■ Prompt ■
Nothing but the data, repeated exactly, belongs in the answer.

════

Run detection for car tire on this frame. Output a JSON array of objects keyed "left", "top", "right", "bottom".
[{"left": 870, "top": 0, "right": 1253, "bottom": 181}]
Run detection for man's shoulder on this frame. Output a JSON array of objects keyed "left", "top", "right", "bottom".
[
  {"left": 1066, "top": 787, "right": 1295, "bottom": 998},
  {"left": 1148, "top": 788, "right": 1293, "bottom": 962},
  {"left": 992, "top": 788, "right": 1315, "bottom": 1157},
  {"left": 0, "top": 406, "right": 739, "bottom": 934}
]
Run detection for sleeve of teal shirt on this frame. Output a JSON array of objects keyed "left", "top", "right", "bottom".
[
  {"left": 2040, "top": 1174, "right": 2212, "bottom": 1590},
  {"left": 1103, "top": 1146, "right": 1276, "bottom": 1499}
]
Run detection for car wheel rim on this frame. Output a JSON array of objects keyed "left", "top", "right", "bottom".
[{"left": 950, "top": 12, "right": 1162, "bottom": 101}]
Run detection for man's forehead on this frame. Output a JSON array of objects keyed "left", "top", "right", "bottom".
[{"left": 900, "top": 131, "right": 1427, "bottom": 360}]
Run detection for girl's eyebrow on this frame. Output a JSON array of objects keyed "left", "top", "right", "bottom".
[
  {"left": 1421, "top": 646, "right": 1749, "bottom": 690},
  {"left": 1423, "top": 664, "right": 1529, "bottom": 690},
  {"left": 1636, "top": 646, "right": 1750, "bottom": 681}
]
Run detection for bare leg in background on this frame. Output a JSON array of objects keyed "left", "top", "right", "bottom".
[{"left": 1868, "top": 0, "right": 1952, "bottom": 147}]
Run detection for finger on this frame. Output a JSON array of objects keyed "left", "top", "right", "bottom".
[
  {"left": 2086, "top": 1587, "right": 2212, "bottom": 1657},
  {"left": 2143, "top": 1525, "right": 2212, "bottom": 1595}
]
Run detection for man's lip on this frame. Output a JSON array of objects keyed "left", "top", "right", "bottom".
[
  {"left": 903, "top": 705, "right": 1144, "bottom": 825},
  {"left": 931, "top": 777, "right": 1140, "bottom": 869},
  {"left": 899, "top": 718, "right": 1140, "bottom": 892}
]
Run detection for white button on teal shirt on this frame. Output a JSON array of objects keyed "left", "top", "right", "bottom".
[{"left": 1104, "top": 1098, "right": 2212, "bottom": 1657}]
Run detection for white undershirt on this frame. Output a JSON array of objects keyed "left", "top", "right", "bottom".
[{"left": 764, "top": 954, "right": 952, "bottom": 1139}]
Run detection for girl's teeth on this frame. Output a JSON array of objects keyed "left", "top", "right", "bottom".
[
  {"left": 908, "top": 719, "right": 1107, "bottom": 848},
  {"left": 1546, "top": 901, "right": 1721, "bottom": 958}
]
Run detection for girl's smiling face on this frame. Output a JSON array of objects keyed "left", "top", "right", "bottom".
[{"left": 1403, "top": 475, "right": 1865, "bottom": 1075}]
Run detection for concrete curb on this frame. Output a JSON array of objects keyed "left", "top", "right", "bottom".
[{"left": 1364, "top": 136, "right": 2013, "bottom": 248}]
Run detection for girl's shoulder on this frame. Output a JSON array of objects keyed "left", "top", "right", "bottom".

════

■ Solution for this task ■
Run detection for car tire on this frame. Output a JSON array of objects keyed "left", "top", "right", "bottom".
[{"left": 870, "top": 0, "right": 1253, "bottom": 181}]
Run detection for man's shoulder on this frame. Output a JSON array of objects keyed "left", "top", "right", "bottom".
[
  {"left": 1066, "top": 787, "right": 1295, "bottom": 998},
  {"left": 1148, "top": 788, "right": 1293, "bottom": 962},
  {"left": 992, "top": 788, "right": 1315, "bottom": 1157},
  {"left": 0, "top": 406, "right": 739, "bottom": 934}
]
Run detection for sleeve of teal shirt on this frame. Output a JSON array of objects keyed "left", "top", "right", "bottom".
[
  {"left": 2040, "top": 1174, "right": 2212, "bottom": 1590},
  {"left": 1103, "top": 1146, "right": 1276, "bottom": 1499}
]
Run detection for car wheel rim on this frame. Output a JSON array of objects keyed "left", "top", "right", "bottom".
[{"left": 950, "top": 12, "right": 1162, "bottom": 101}]
Run detection for man's forehead on this frame. Output a JSON array of objects keyed "left", "top", "right", "bottom".
[{"left": 900, "top": 131, "right": 1427, "bottom": 360}]
Run detection for girl's eyebrow on this frame. Output a JSON array of objects keyed "left", "top", "right", "bottom".
[
  {"left": 1421, "top": 646, "right": 1749, "bottom": 690},
  {"left": 1423, "top": 664, "right": 1529, "bottom": 690},
  {"left": 1636, "top": 646, "right": 1750, "bottom": 681}
]
Run detection for bare leg in background on this frame. Output a JSON array of objects keyed "left", "top", "right", "bottom".
[{"left": 1868, "top": 0, "right": 1952, "bottom": 147}]
Run detection for finger on this frame. Output a JSON array of objects keyed "left", "top", "right", "bottom".
[
  {"left": 2086, "top": 1587, "right": 2212, "bottom": 1657},
  {"left": 2143, "top": 1525, "right": 2212, "bottom": 1595}
]
Run detection for man's lip on this frame. Output a JSON array of objects keyed "left", "top", "right", "bottom".
[
  {"left": 903, "top": 705, "right": 1144, "bottom": 825},
  {"left": 931, "top": 777, "right": 1140, "bottom": 869},
  {"left": 899, "top": 718, "right": 1140, "bottom": 892}
]
Run detection for white button on teal shirt on this frame. Output a JSON array of objects keyed "left", "top", "right", "bottom".
[{"left": 1104, "top": 1098, "right": 2212, "bottom": 1657}]
Run detection for white undershirt on this frame. Output a JSON array of objects keyed "left", "top", "right", "bottom".
[{"left": 764, "top": 954, "right": 952, "bottom": 1139}]
Run detection for girl's teeth on this frame. Output a JSON array of objects keyed "left", "top", "right", "bottom".
[
  {"left": 908, "top": 719, "right": 1107, "bottom": 848},
  {"left": 1546, "top": 901, "right": 1721, "bottom": 958}
]
Run detection for girl's smiling face on this frame. Output a JSON array of objects keyed "left", "top", "right", "bottom".
[{"left": 1403, "top": 475, "right": 1865, "bottom": 1075}]
Run detection for concrete curb on this frame. Output a JSON array of objects keyed "left", "top", "right", "bottom".
[{"left": 1364, "top": 136, "right": 2013, "bottom": 248}]
Run detection for girl's shoulder on this frame. Output a JSON array of objects keyed "left", "top", "right", "bottom".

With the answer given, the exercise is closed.